SUPPLIED PASSAGE -
>>>
Appalachia, China, Education and Change



The term Culture Shock does not really resonate the way it should. It’s been overused and is perhaps past its shelf-life as a useful term. I am not sure what should replace it, but Jordan’s words demonstrate that the move to new cultures involves both alienation and acculturation. Another way of saying this might be that we find ourselves by losing ourselves. If this sounds like a mystery wrapped in an enigma, it isn’t. Just read what follows to see what I mean.

Questions

Can you tell us a bit about where you grew up in the US and what that was like.

I'm from the deep, dark hills of Southwestern Virginia. We call it "Appa-latch-uh," but everyone else in America seems perfectly content mispronouncing it as "Appa-lay-shuh" (yes, we're fiercely and irrationally proud of this).

Appalachia

It's a beautiful place, one of the most beautiful in America, and I wish it was known more for the inborn sense of rhythmic and arm-swinging storytelling in its people, and less the average household income. Think of Macondo from Gabriel Garcia-Marquez's One Hundred Years of Solitude, except with better high school football games. For that matter, think of the film Varsity Blues. That's a nearly perfect analogue. Though I haven't lived there since I was seventeen years old, it seems my identity will always be tangled up in these mountain roots, and that's something of which I'm quite proud.


You attended one of the top research universities in the US. Was this a bit of culture shock for you?

More than you can imagine - especially considering how my university was only five hours from home, and that I'd actively decided not to attend another fantastic school in NYC because I was scared to death of living in a city. What a disaster that would have been.

In retrospect, I didn't deserve the honor of that choice. Upon arriving at college I was ludicrously unprepared for high-level academic work. My friends, students from elite private and magnet schools, knew how to study, how to learn, in ways I couldn't comprehend. Now, I pushed my high school education to the limits, with tons of college courses, but these guys were smart, worldly, and intimidating. It took nearly two years to catch my stride. When I did, however, I found myself in the greatest environment imaginable. So much of my life today I owe, perhaps not to my school necessarily, but to the individual Literature and Writing professors who opened my eyes to the world, who taught me the possibilities inherent in very hard work. Today, this is precisely how I define the great value of a university education, the people it puts in your life, and the opportunity to learn how to learn (which unfortunately, many college students never learn).
<<<
YOUR INSTRUCTIONS - Extend the interview with Jordan about Appalachia, education and change, picking up right after its last sentence.

RECORDS -
>>>
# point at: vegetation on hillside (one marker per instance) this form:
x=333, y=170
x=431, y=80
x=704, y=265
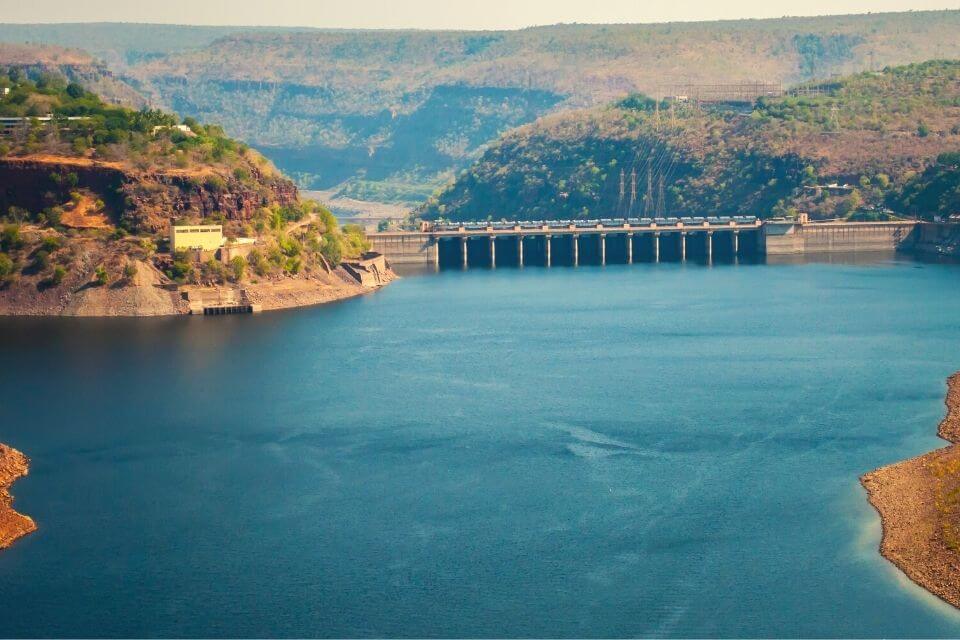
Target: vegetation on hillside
x=874, y=131
x=85, y=126
x=380, y=109
x=84, y=175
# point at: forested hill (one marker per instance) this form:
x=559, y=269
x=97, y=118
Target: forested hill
x=74, y=65
x=390, y=115
x=890, y=135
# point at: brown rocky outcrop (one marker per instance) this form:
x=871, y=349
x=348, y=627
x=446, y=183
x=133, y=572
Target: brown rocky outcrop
x=13, y=525
x=919, y=505
x=145, y=200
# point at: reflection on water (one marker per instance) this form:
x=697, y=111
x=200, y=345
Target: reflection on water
x=623, y=451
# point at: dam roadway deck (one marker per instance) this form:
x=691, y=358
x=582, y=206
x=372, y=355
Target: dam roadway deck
x=552, y=243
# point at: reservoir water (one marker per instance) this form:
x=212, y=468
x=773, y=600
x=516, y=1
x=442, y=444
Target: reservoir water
x=652, y=450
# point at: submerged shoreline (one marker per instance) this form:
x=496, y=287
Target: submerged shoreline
x=13, y=525
x=919, y=505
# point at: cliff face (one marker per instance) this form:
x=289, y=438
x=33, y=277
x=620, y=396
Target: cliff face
x=150, y=200
x=143, y=200
x=13, y=525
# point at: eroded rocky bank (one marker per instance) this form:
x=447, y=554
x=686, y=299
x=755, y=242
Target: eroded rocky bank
x=919, y=505
x=13, y=525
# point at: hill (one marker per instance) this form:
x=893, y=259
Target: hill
x=91, y=190
x=391, y=115
x=74, y=65
x=880, y=132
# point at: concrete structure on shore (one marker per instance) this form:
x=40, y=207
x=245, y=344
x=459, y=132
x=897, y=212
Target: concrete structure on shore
x=552, y=243
x=198, y=237
x=784, y=238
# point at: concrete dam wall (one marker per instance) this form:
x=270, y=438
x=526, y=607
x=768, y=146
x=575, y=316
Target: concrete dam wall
x=672, y=240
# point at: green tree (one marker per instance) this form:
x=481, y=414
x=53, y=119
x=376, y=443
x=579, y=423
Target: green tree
x=239, y=266
x=58, y=275
x=101, y=277
x=6, y=265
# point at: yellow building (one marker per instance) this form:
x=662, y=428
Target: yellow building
x=205, y=237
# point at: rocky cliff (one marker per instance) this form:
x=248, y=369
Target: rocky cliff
x=139, y=200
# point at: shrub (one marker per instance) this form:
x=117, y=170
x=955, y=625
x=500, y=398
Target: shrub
x=238, y=266
x=41, y=260
x=332, y=249
x=52, y=243
x=6, y=265
x=58, y=275
x=216, y=184
x=259, y=263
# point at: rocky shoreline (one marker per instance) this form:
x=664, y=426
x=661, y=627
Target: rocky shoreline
x=13, y=525
x=919, y=505
x=148, y=293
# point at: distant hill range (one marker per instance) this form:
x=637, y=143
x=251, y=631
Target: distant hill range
x=392, y=115
x=854, y=147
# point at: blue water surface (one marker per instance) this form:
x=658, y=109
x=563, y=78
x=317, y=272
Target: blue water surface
x=646, y=450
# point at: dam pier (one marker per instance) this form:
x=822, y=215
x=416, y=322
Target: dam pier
x=607, y=241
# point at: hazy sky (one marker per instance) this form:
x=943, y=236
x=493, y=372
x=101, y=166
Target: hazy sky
x=470, y=14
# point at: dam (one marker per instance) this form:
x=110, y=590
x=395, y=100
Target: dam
x=624, y=241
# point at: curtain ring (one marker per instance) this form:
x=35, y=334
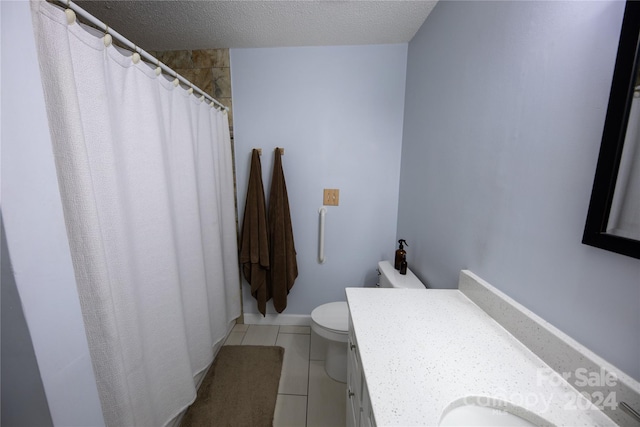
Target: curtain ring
x=107, y=37
x=136, y=56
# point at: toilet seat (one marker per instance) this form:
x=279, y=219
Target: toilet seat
x=331, y=321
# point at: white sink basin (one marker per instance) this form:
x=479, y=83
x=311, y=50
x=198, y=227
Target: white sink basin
x=488, y=412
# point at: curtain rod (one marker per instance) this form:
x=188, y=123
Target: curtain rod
x=68, y=4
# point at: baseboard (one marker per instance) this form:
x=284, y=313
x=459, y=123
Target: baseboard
x=277, y=319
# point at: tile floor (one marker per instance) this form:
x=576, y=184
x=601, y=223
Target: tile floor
x=307, y=397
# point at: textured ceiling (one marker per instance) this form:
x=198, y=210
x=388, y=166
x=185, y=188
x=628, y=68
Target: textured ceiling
x=208, y=24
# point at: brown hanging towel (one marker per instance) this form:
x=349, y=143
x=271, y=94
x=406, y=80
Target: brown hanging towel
x=254, y=242
x=284, y=268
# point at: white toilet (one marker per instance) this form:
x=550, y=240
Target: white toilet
x=331, y=320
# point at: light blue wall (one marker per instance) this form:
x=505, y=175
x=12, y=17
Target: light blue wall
x=338, y=113
x=504, y=112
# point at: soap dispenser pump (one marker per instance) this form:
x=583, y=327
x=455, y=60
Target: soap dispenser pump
x=400, y=254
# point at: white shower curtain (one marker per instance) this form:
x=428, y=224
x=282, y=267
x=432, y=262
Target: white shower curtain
x=624, y=217
x=146, y=178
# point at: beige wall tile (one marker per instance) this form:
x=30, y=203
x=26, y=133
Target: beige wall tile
x=222, y=82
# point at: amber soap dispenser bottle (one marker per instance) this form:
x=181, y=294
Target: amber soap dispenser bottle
x=400, y=254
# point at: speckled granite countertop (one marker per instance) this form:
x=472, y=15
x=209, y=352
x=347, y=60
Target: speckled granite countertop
x=423, y=351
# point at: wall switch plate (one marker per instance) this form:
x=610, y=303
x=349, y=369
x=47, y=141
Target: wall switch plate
x=331, y=197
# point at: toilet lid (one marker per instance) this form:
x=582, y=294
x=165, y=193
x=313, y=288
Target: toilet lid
x=333, y=315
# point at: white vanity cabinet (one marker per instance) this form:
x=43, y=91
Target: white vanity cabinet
x=359, y=411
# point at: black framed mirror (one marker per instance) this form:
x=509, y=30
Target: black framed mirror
x=607, y=189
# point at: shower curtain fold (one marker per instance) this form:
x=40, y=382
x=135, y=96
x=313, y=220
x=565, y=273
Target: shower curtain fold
x=146, y=179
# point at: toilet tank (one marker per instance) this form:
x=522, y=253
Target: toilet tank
x=389, y=277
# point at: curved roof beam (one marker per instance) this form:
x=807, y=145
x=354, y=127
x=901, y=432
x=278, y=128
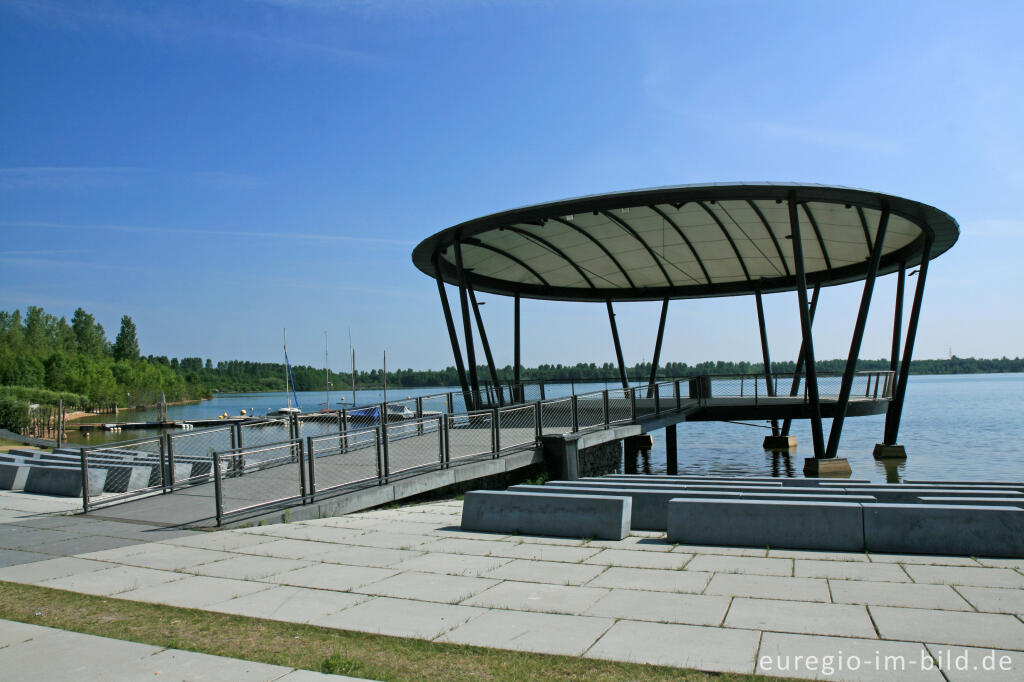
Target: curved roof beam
x=625, y=225
x=685, y=239
x=764, y=221
x=867, y=233
x=477, y=243
x=817, y=232
x=725, y=231
x=553, y=249
x=600, y=246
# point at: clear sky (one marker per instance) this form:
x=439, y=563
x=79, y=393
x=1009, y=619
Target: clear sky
x=219, y=170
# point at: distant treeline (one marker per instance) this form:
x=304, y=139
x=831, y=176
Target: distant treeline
x=54, y=356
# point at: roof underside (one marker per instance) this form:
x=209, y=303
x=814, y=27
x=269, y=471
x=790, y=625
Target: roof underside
x=684, y=242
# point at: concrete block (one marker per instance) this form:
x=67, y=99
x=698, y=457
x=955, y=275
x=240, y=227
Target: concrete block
x=957, y=529
x=531, y=513
x=64, y=481
x=821, y=525
x=12, y=476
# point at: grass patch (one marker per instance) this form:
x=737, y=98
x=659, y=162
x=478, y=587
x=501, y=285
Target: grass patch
x=308, y=647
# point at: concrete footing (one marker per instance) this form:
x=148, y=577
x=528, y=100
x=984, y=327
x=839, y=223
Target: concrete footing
x=884, y=452
x=779, y=442
x=834, y=466
x=543, y=514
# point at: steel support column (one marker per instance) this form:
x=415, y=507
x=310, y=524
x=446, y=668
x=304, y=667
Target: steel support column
x=486, y=346
x=764, y=353
x=619, y=346
x=453, y=337
x=657, y=347
x=798, y=371
x=897, y=320
x=895, y=411
x=467, y=329
x=805, y=329
x=858, y=335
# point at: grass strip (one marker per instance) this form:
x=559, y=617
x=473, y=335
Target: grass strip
x=309, y=647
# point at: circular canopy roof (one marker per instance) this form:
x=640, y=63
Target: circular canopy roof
x=683, y=242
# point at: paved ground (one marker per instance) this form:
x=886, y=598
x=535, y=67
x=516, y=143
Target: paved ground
x=412, y=572
x=27, y=653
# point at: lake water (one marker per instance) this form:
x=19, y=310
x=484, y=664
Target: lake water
x=953, y=427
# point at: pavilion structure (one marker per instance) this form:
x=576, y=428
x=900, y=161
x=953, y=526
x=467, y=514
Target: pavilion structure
x=700, y=242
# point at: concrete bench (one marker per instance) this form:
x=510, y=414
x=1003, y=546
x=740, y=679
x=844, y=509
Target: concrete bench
x=65, y=481
x=957, y=529
x=812, y=525
x=546, y=514
x=650, y=508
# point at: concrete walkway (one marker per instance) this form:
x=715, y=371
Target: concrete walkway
x=27, y=652
x=412, y=572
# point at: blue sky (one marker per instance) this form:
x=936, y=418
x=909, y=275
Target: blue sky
x=219, y=170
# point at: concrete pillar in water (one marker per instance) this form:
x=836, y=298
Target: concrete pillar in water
x=671, y=455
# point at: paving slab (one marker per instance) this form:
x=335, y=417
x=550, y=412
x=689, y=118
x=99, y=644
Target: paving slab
x=194, y=591
x=679, y=645
x=113, y=581
x=898, y=594
x=965, y=664
x=453, y=564
x=538, y=597
x=552, y=572
x=634, y=559
x=967, y=576
x=769, y=587
x=333, y=577
x=994, y=630
x=428, y=587
x=800, y=616
x=662, y=607
x=740, y=564
x=994, y=600
x=292, y=604
x=817, y=657
x=540, y=633
x=652, y=579
x=400, y=617
x=851, y=570
x=248, y=567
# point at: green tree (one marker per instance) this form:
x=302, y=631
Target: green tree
x=126, y=345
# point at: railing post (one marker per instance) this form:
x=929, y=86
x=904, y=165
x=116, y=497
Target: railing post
x=85, y=480
x=217, y=488
x=310, y=458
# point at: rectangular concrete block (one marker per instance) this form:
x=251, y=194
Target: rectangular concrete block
x=545, y=514
x=12, y=476
x=817, y=525
x=65, y=481
x=955, y=529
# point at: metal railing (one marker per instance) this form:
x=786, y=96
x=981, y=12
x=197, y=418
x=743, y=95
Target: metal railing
x=302, y=458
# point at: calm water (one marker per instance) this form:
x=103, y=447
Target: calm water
x=953, y=427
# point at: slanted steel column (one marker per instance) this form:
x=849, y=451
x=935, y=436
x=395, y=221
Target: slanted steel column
x=619, y=346
x=452, y=335
x=805, y=329
x=764, y=352
x=516, y=360
x=486, y=346
x=897, y=320
x=657, y=347
x=795, y=388
x=858, y=335
x=467, y=330
x=895, y=411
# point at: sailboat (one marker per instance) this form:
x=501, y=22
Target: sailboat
x=289, y=386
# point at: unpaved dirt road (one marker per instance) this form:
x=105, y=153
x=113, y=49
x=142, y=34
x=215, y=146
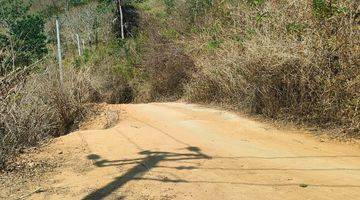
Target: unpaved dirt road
x=183, y=151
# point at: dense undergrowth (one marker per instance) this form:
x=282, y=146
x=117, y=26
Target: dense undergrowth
x=293, y=60
x=288, y=60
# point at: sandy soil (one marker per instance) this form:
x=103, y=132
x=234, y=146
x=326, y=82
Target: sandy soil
x=184, y=151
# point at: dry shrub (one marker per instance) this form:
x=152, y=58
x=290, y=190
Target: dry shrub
x=166, y=67
x=40, y=107
x=283, y=64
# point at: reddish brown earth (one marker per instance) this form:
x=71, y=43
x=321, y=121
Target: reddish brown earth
x=185, y=151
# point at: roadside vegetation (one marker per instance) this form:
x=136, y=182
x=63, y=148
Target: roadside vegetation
x=289, y=60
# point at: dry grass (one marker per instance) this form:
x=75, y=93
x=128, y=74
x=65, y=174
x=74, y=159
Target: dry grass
x=273, y=61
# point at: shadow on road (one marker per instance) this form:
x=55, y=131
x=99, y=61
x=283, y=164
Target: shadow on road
x=152, y=159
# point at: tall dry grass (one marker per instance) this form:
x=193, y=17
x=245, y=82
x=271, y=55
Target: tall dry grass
x=281, y=60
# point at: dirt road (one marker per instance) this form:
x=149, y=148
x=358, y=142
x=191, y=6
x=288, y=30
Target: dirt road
x=183, y=151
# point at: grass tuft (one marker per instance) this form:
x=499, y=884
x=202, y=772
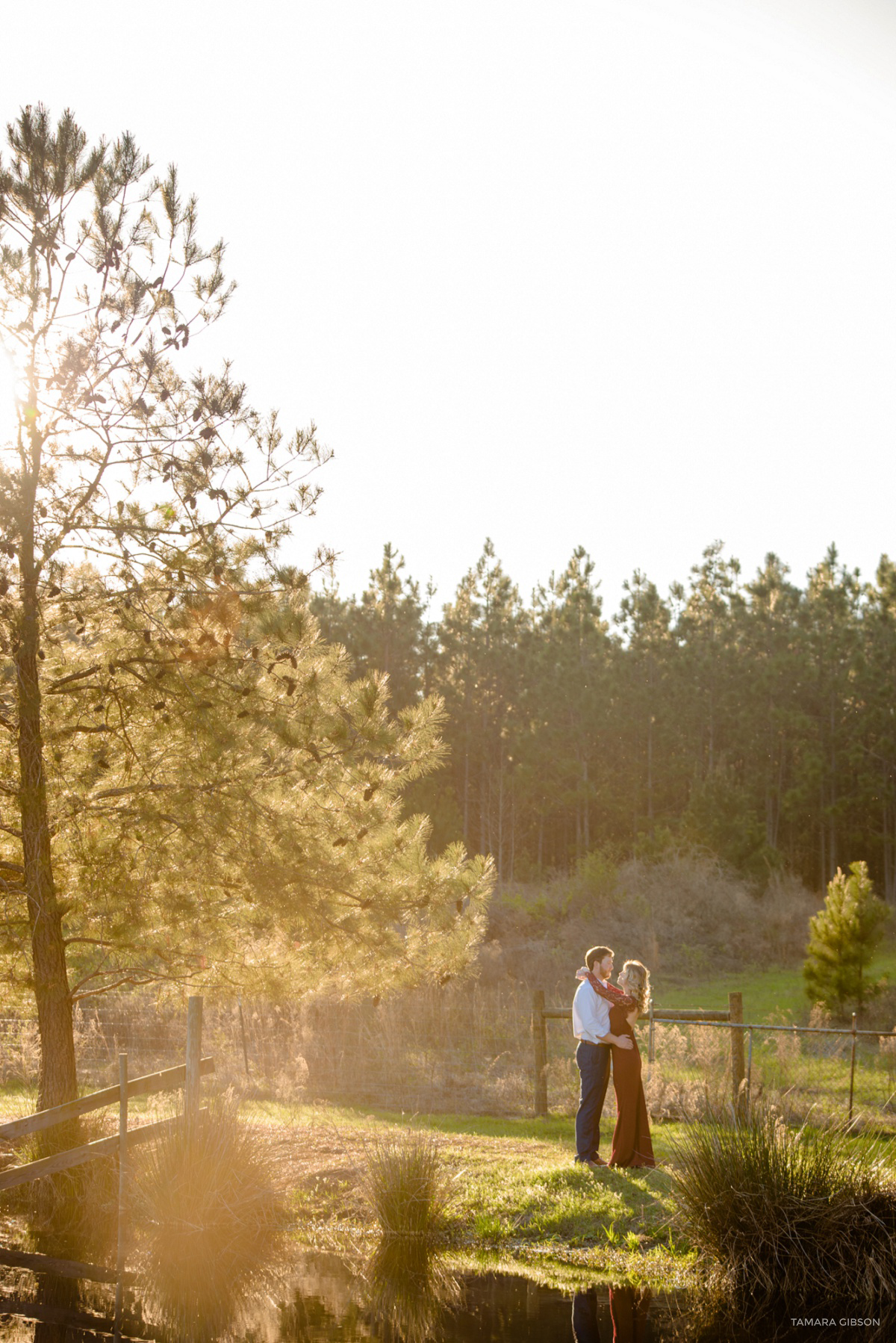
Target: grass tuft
x=406, y=1182
x=793, y=1215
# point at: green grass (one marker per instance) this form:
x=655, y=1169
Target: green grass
x=765, y=991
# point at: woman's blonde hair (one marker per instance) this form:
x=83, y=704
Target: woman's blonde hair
x=638, y=982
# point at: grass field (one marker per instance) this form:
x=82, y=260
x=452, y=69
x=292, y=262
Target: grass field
x=519, y=1194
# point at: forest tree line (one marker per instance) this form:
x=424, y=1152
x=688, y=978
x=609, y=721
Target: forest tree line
x=755, y=719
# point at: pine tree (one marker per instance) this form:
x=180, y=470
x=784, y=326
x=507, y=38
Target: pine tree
x=842, y=940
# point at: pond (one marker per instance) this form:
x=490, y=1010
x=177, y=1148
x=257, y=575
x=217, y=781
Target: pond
x=391, y=1294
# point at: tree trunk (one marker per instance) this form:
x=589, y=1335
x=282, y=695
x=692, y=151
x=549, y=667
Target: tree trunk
x=58, y=1080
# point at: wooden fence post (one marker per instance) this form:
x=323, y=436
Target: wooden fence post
x=541, y=1041
x=738, y=1070
x=242, y=1030
x=122, y=1185
x=193, y=1055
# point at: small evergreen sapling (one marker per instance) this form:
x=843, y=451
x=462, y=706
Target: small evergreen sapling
x=842, y=939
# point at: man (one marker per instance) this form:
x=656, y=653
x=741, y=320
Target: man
x=591, y=1028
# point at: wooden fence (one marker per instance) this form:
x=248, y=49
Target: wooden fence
x=186, y=1075
x=735, y=1016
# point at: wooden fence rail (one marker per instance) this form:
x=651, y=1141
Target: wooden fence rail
x=169, y=1079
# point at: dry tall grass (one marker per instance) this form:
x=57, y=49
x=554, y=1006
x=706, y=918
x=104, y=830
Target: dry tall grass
x=206, y=1212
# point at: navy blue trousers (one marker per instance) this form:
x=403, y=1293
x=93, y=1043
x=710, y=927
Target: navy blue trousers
x=593, y=1063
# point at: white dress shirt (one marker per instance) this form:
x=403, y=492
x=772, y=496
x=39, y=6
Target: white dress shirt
x=590, y=1013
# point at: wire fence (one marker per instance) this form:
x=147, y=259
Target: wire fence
x=465, y=1049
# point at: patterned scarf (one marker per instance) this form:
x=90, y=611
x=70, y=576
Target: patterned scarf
x=615, y=996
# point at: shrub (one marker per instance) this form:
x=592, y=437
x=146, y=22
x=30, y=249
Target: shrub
x=406, y=1183
x=795, y=1215
x=408, y=1288
x=207, y=1208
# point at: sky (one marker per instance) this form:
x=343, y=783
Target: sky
x=617, y=274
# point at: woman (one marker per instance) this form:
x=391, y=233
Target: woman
x=632, y=1143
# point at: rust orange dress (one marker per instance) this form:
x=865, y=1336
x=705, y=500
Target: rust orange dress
x=632, y=1143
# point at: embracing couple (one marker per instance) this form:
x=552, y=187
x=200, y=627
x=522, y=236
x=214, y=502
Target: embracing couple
x=603, y=1018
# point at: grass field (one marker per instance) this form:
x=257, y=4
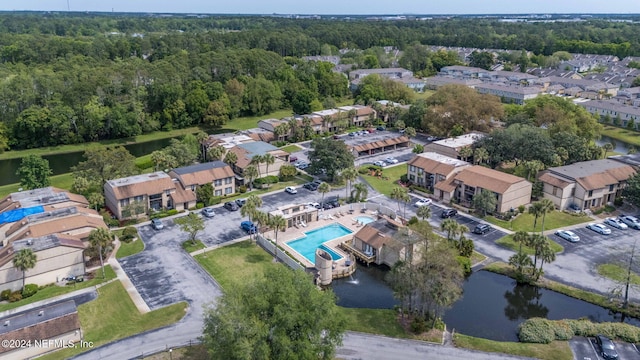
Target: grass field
x=128, y=249
x=114, y=316
x=53, y=290
x=390, y=175
x=553, y=220
x=557, y=350
x=507, y=241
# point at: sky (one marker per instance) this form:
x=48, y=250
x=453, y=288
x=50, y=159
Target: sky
x=327, y=7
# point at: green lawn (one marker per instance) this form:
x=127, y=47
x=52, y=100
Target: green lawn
x=189, y=247
x=507, y=241
x=626, y=135
x=53, y=290
x=554, y=220
x=557, y=350
x=291, y=148
x=387, y=182
x=617, y=273
x=114, y=316
x=128, y=249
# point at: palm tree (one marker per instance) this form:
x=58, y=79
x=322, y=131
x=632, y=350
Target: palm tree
x=256, y=160
x=547, y=206
x=349, y=174
x=24, y=260
x=250, y=173
x=480, y=155
x=536, y=210
x=277, y=223
x=268, y=159
x=361, y=192
x=424, y=212
x=323, y=189
x=465, y=153
x=102, y=239
x=450, y=226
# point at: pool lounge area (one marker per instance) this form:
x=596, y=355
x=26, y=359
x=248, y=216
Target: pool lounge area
x=332, y=229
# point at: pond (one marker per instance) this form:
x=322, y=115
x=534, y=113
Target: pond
x=492, y=307
x=62, y=163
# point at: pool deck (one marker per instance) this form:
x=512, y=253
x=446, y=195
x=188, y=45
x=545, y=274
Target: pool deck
x=327, y=217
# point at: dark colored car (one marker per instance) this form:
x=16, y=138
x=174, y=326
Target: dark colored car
x=231, y=206
x=249, y=227
x=310, y=186
x=481, y=229
x=449, y=213
x=607, y=347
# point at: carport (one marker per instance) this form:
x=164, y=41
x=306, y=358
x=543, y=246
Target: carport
x=381, y=146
<<<
ANSWER -
For context (and to make me look even more like a backwoods hick), my freshman roommate was the first Jewish person I'd ever met in my life. Awesome guy. The Ben Harper album he was playing on Move-In Day is still one of my all-time favorites.

                                            "With My Own Two Hands" Ben Harper 

Can you tell us how you first became interested in China and how you first traveled to that part of the world?

Here's an odd "China Story" for you. In school, I halted my pursuit of a finance degree to study English Lit and Poetry Writing, despite my parent’s tearful protests. Best decision of my entire life (though double majoring in Econ was certainly one of the worst). In my final semester, I'd been accepted to a wonderful MFA in Poetry Writing program, and felt certain I'd pursue life as a writer and, eventually, professor. However, that semester I took a seminar called "Poetics of Ecstasy" with the brilliant Lisa Russ-Spaar. One of our homework assignments was to read a compilation of multicultural ecstatic poetry, The Erotic Spirit by Sam Hamill. It was a Tuesday night, and I was sitting in a cubicle in the stacks of Alderman Library, when I read a poem titled 竹簟, or "Bamboo Mat," by the somewhat infamous Tang Dynasty poet, Yuan Zhen. I read it once. Two times. Three times...and then burst out of the depths of the research library looking for other lit nerd friends to read it to.

竹簟

元稹

竹簟重茵,
未忍都令卷.
昨初来日,
Bamboo Matt poem
看君自施展.

Bamboo Mat by Yuan Zhen

I cannot bear to put away, 
the bamboo sleeping mat:
that night I brought you home,
I watched you roll it out.

translated by Sam Hamill, from The Erotic Spirit

The poem contained only 22 words, all imagery, and it devastated me. I like to think it's how Ezra Pound felt in that asylum, pictographically translating the works of Li Bai. That week I read three anthologies of classical Chinese poetry. By the end of the month, I'd deferred graduate school, and committed to a year of teaching in China with an organization called, appropriately enough, the Center for Teaching and Learning in China. I was ready to learn as much as I could about this culture (quite naively, I might add) and the eons-old literary history that affected me so deeply.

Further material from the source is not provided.